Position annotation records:

********

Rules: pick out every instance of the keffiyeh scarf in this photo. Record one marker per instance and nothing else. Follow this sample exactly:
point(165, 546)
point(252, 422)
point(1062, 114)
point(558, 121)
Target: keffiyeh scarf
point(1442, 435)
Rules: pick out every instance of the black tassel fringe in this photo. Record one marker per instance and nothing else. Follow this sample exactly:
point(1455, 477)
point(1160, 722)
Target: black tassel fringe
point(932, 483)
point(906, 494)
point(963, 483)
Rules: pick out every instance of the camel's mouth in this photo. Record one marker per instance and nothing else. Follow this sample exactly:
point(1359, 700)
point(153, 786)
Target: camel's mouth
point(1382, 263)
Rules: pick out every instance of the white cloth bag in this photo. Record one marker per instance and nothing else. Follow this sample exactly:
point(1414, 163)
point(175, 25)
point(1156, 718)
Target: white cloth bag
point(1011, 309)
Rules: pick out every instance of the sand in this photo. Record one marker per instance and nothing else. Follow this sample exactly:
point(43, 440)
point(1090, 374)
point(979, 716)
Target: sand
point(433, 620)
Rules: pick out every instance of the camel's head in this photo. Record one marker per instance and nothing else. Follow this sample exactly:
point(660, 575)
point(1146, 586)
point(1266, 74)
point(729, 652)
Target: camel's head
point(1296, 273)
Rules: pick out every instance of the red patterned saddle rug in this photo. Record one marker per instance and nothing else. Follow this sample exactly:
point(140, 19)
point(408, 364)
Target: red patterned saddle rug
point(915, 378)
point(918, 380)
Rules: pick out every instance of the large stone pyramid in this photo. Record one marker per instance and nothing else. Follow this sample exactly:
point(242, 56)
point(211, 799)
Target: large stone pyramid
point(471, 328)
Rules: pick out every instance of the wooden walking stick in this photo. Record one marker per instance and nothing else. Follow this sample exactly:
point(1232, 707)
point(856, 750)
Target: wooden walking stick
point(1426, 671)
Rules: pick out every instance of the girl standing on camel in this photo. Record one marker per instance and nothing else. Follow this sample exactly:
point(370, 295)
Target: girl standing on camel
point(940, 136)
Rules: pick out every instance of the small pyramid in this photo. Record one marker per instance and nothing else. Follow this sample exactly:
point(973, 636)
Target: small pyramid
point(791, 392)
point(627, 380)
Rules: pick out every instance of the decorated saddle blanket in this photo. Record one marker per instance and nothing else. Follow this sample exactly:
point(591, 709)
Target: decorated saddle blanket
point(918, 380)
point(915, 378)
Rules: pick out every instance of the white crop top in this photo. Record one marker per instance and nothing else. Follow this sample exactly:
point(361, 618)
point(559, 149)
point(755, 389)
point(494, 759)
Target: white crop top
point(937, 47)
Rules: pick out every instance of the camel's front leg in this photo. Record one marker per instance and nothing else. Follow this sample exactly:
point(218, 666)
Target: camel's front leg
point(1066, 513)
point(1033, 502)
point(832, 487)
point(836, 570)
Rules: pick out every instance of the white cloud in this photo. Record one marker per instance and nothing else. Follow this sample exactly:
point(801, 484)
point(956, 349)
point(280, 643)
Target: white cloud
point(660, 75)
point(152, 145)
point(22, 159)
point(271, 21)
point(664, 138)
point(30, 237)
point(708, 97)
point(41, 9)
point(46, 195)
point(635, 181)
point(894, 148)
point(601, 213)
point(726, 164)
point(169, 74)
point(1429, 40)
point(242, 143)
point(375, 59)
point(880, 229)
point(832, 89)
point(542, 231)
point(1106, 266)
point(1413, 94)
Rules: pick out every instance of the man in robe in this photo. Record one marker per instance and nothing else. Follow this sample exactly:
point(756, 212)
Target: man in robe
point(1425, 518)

********

Reproduce the lines above word for word, in full.

Rules: pick out every instance of the keffiyeh scarf in this photo. Record one marker per instance and nothing else. Follow this sample exactly:
point(165, 546)
point(252, 422)
point(1062, 114)
point(558, 121)
Target: keffiyeh scarf
point(1442, 435)
Rules: pick out every instance of the black tassel fringe in this photo. Record one marker per instance and nothing else. Follow this sample exactly:
point(1455, 477)
point(1160, 722)
Target: black tassel fringe
point(932, 483)
point(906, 494)
point(963, 483)
Rules: pick out every instance of the camel's mouth in this photo. Record one marker per instance and nothing else. Follow this sample exactly:
point(1359, 700)
point(153, 786)
Target: camel's mouth
point(1382, 263)
Rules: pick out every instance of the white cloth bag in this photo. Record one marker per instance and nothing else. Follow this sample exactly:
point(1414, 163)
point(175, 25)
point(1156, 718)
Target: white cloth bag
point(1011, 309)
Rules: pick out every instance of the sand in this photo. Record one marker per instance and nothing else. Follow this sample exactly:
point(43, 440)
point(1090, 374)
point(979, 716)
Target: sand
point(433, 620)
Rules: pick out every instance of the camel's head in this photo. Record one marker per instance and nothing else. Follow this sample exactly:
point(660, 575)
point(1146, 586)
point(1266, 74)
point(729, 652)
Target: camel's head
point(1296, 273)
Rules: pick out every instance of the red patterned saddle rug in this photo. Record one marker per instance and nothing else. Follow this sample exactly:
point(140, 19)
point(408, 364)
Target: red patterned saddle rug
point(915, 378)
point(918, 380)
Rules: pick out every instance of the large stone pyramid in this photo. Record one marker per instance and nothing else. Follow this sample exactly:
point(242, 56)
point(211, 799)
Target: large stone pyramid
point(471, 328)
Rules: pick out every instance of the wooden walking stick in this photo. Record one marker per instance and nothing else. Follow this sample exactly:
point(1232, 707)
point(856, 750)
Target: wooden walking stick
point(1426, 671)
Rules: pick out every instance of the girl standing on camel in this photo. Record one marker per instance and nothing else. Follow this sample exactly:
point(370, 295)
Target: girl standing on camel
point(940, 136)
Rules: pick out every instance of the small pyramid in this photo. Record one marker per instance and nothing else. Follow this sample exactly:
point(973, 636)
Target: small pyramid
point(791, 392)
point(627, 380)
Rules: pick out every instance of the decorated saddle blanket in this photo. Record one marker per instance and nothing else. Follow this sample exactly:
point(591, 709)
Target: decorated saddle blanket
point(918, 380)
point(915, 378)
Rules: pick out every instance of the white crop top in this photo. Record one marker per instance and nothing else. Follow this sample exactly:
point(361, 618)
point(559, 149)
point(755, 389)
point(494, 759)
Target: white crop top
point(937, 47)
Rules: pick out every instance of the camel's front leg in this photo. Record one marker per instance and nothing else. Follow this sample exactly:
point(218, 666)
Target: camel's front leg
point(1066, 513)
point(1033, 502)
point(832, 487)
point(836, 570)
Rules: pick out every instance of the white cloud in this photo. Record one marker per instance and nothing else. Follow this sample exactly:
point(801, 484)
point(956, 349)
point(280, 643)
Target: white cloud
point(660, 75)
point(152, 145)
point(22, 159)
point(271, 21)
point(664, 138)
point(30, 237)
point(708, 97)
point(41, 9)
point(46, 195)
point(635, 181)
point(894, 148)
point(601, 213)
point(726, 164)
point(169, 74)
point(1429, 40)
point(242, 143)
point(375, 59)
point(880, 229)
point(832, 89)
point(542, 231)
point(1106, 266)
point(1413, 94)
Rules: pick out every instance of the man in robe in this photo. Record one marker per instance and nothing else. Follow this sample exactly:
point(756, 212)
Target: man in robe
point(1425, 518)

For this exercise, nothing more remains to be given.